[Saved entries]
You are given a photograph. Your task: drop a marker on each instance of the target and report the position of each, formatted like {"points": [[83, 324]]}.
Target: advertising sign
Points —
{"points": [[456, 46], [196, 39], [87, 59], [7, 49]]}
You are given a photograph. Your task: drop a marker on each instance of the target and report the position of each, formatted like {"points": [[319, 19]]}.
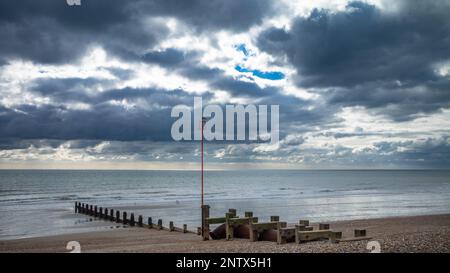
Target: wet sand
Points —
{"points": [[430, 233]]}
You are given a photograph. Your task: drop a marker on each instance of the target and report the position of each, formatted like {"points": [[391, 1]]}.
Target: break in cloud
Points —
{"points": [[360, 84]]}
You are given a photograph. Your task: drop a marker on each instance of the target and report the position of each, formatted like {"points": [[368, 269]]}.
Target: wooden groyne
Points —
{"points": [[273, 230], [254, 230], [127, 218]]}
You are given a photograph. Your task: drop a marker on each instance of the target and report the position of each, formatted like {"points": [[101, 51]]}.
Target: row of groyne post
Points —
{"points": [[126, 218]]}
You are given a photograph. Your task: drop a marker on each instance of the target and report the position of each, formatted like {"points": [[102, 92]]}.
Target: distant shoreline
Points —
{"points": [[425, 233]]}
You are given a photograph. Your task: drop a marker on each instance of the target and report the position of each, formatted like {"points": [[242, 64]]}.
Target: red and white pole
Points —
{"points": [[203, 124]]}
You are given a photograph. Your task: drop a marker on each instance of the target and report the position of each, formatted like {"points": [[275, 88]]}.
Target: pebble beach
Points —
{"points": [[412, 234]]}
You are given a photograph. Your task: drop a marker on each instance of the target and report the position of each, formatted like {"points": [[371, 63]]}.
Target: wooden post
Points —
{"points": [[132, 220], [229, 229], [233, 213], [118, 216], [124, 218], [205, 224], [283, 233], [253, 233], [335, 236], [111, 215], [303, 223]]}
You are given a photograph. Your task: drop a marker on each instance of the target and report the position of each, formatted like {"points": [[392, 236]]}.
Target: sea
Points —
{"points": [[35, 203]]}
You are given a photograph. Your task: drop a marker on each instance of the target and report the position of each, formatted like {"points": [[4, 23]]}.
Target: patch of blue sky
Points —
{"points": [[271, 75]]}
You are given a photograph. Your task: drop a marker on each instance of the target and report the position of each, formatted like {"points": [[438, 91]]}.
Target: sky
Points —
{"points": [[360, 84]]}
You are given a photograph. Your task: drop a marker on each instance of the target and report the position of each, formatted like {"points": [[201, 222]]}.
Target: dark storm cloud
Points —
{"points": [[49, 31], [364, 56], [213, 14]]}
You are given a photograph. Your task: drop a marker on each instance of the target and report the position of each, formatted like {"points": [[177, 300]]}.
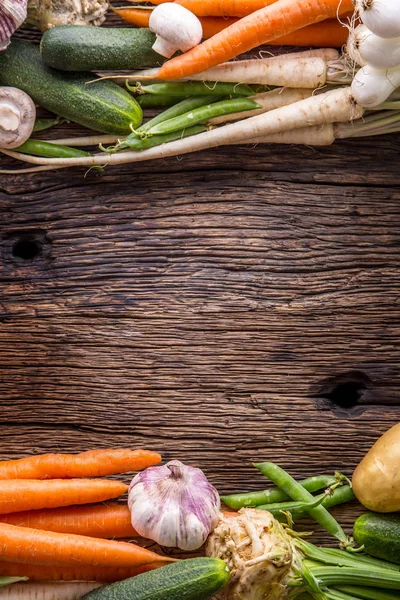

What to work on:
Whichever lines of the data include the word "cloud", pull them out.

Output below:
Target: break in cloud
Target: dark storm cloud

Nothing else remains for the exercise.